— start of MATERIAL FOR THIS TASK —

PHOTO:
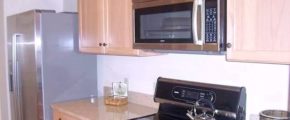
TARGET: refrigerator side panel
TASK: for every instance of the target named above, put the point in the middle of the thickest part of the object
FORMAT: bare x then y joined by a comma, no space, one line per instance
67,74
24,87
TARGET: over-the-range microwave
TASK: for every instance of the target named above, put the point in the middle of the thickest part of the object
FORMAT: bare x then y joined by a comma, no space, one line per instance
187,25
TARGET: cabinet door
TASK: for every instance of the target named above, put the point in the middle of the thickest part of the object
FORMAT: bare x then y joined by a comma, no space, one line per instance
91,25
259,31
119,27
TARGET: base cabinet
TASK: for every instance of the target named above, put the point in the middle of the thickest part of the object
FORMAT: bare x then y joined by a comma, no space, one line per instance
57,115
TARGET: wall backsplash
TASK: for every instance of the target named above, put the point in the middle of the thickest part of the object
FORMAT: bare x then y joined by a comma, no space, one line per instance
266,84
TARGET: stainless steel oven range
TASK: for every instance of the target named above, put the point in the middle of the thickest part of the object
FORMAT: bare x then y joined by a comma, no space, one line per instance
184,100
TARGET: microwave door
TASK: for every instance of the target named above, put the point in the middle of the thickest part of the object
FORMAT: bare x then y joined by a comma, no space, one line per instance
198,22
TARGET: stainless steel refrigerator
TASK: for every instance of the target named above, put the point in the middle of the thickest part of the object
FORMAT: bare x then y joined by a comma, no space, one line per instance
44,65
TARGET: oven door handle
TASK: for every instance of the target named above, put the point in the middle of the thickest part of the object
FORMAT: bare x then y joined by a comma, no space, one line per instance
197,22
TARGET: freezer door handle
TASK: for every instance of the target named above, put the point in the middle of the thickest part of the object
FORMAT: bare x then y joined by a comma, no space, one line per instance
11,85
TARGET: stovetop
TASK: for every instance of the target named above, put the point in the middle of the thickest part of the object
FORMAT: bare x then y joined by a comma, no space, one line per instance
160,117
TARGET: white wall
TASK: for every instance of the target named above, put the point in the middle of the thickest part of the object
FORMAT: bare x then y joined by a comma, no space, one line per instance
266,84
70,5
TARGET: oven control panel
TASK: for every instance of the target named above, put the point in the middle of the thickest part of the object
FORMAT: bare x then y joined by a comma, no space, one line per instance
191,94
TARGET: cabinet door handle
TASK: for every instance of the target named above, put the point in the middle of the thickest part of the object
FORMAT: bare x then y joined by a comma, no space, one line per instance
229,45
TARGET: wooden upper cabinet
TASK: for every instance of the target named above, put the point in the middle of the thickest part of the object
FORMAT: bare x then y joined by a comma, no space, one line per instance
105,27
91,25
119,27
259,31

— end of MATERIAL FOR THIS TASK —

• **STATED TASK**
Repeat each entry exactly. Pictures do not belong in the copy.

• **SOLUTION TO THE EXERCISE**
PHOTO:
TARGET: refrigerator side panel
TASK: for every instance of the target named above, put the point in the middle of the thickest part of the object
FORMAT: bare x then y joined by a comma, no space, one line per instance
67,74
24,87
TARGET: over-the-range microwave
TASK: for every instance of the target named above, put the point in the middle of the thickest part of the object
FORMAT: bare x then y joined by a comma, no space, one line per instance
187,25
TARGET: cabinet door
TASK: for every instance of the target named above, put the point in the middle of the thickest part of the object
FORMAT: bare x then y joined by a comma, no space, one line per instance
91,25
259,31
119,27
TARGET: base cabinet
TASK: for every instance of the target named above, put the point in the middle of the thickest part of the object
FORMAT: bare x then y joined by a comma, no space, one line per instance
57,115
TARGET: wall backsplash
TASK: for every instance of the target named above, put the point in the middle of the thickest part of the object
FORMAT: bare x then y joined by a comma, no space, one line per instance
266,84
TARGET: stainless steel oven range
TASK: for every instance of the target named above, put the point in the middle of the thickest part of the object
FORMAT: bare x then y joined by a comma, no space, one line per instance
184,100
TARGET: microwave door
TASK: for every instance of the target named above, put the point in the middle of the thickest part of the object
FORMAT: bare x then y joined by a comma, no space, one line per instance
198,22
TARGET: stainless steel refrigerator
TASK: for every instance of the target named above, put the point in the middle of the thickest part of the object
FORMAT: bare x then y joined by a comma, no space, one line per instance
44,65
TARGET: oven door handle
TASK: for every instance of the target named above, put the point in the middle of the thickest part of the object
FORMAT: bare x then y joined by a comma, no space, one line per instance
197,22
TARGET: freezer door handle
TASK: for every instance of the target named above, put the point in the middle of the thickest part of the object
FORMAT: bare x then y joined by a comma, no space, one line per instance
11,85
TARGET: stovetop
TASK: for every instance of the target named above, put the point in the middle of the thickest part of the object
FORMAT: bare x then y joined by a comma, no space, one line per instance
160,117
TARGET: white wall
TASK: for every instance of the target named above, put the point in the middle of the thickest part of the object
FORMAT: bare x then y joined by a comma, no space, one line per instance
266,84
70,5
TARGET: oven control panel
TASK: for every instance of the target named above, put the point in the middle of the thickest part of the object
FORMAT: bare x then y joined by a comma, no space, one line per instance
191,94
TARGET: cabinet door handle
TASK: for every instance of the target named above, put the point in the middle of the thickest part of the object
FORMAT: bare x then y joined by a comma, no space, one line per instance
229,45
TARGET: wooden upper cabinet
TASK: for every instance of the target named above, put the point in the middle of the thickest part of the object
FORMAT: bare x then y joined by a comma, no space, one line per instance
105,27
91,25
119,27
259,31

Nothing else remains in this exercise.